## WHAT IS BEING ASKED
Copy the records below exactly as they are written.
-- DATA SUPPLIED follows --
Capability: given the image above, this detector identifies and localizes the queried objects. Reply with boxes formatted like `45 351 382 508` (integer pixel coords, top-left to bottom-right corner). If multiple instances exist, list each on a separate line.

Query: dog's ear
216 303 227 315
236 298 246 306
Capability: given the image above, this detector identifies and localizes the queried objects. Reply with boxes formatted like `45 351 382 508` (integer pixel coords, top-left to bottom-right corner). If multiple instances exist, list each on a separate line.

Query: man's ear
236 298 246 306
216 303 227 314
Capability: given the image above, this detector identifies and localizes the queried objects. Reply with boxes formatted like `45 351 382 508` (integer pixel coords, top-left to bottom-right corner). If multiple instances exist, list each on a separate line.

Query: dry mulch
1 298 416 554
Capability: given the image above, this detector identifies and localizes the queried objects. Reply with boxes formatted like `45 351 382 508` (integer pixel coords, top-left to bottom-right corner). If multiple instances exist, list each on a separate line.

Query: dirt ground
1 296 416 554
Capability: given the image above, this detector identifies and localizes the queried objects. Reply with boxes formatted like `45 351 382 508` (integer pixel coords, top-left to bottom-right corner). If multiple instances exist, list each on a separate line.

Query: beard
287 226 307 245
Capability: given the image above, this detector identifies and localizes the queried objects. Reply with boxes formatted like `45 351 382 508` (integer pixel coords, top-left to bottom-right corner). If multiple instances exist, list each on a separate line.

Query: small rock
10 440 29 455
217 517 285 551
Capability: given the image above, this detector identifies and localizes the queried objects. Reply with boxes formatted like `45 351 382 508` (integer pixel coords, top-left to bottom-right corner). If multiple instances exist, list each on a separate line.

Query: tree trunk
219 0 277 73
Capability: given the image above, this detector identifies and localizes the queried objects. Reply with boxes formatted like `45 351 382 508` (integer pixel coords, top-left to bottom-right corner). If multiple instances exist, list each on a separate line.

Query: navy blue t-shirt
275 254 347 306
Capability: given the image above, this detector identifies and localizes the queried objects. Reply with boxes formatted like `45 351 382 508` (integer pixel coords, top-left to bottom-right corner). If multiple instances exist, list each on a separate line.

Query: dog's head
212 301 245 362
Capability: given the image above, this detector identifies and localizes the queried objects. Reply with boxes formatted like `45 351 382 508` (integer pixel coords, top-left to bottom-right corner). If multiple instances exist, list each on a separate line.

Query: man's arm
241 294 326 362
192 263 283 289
-- DATA SUPPLIED concluded --
## SOLUTION TO THE EXERCISE
Capability: given the image above, this detector identifies and localizes the queried objects. Reply with boxes formatted like `45 351 382 508` (integer pixel coords, top-left to bottom-right corner). If multiple instances exist, list each on a separate line.

Query: dog's ear
216 303 227 315
236 298 246 306
Capability: given the image above, this detector identifies and localizes the queried objects. Reply with boxes formatted like `45 351 382 508` (integer pixel coords, top-left to bottom-right corner). If multiple instances exist, list each on a separate line.

Query: man's ear
236 298 246 306
216 303 227 314
Capability: given the image above, this detector identifies and localizes the queried objects. Reply with boxes formatted like `45 351 382 508` (integer pixel coords, top-left to bottom-right corner). If multiple instances exist, list each on a separate line.

Query: dry mulch
1 298 416 554
Capability: given the image above, this detector identifies and localizes the queried objects. Reply with boxes formatted like `45 351 382 508` (integer pixel coords, top-left to bottom-right corner). If multiple instances exist, list each on a separate line.

Query: dirt ground
1 296 416 554
Capability: given the image above, this detector identifies and localizes the queried objects. Reply with boxes formatted like `45 351 382 508` (integer pixel coords, top-left to bottom-right corner). If multiple instances exist, list each on a separate line.

Query: beard
287 226 307 245
Capability: given the image above, this detector identifies and localizes the queried objects. Reply with boxes formatted like `45 351 382 508` (integer pixel coords, top-left to bottom-right corner). If multiple instances exist, list each on a separate line.

Query: small rock
10 440 29 455
217 517 285 551
Capability: given the image above, this detector identifies and localizes the queried objects. Reply with boxes formatted like `45 351 382 508` (integer pixel coords, top-left to bottom-right corner). If multiple instances exist, list each on a separate line.

Query: tree trunk
219 0 277 73
Capability: given the image above, this detector identifies and localizes the queried objects. Reply with boxes formatted like `45 351 382 508` (integer pixel coords, top-left to bottom-right corner). If multiple instances exist, list each on a separate line.

Query: navy blue t-shirt
275 254 347 306
Capability: given the image above, this detector identifies and localizes the queried objects. Reply with boxes formatted like `45 351 382 508` (integer pixel coords, top-left to bottom-right corner). If multiple instances exist, list each on a separate line.

Query: dog's head
212 301 245 362
Capability: given the image above, this detector identifies and localizes the queried objects. Reply with boxes formatted like `45 351 382 508` (integer pixel coords, top-left to bottom-right corner). If multiple instances exist, list each on a separate line.

Query: man's arm
241 294 326 362
192 263 283 289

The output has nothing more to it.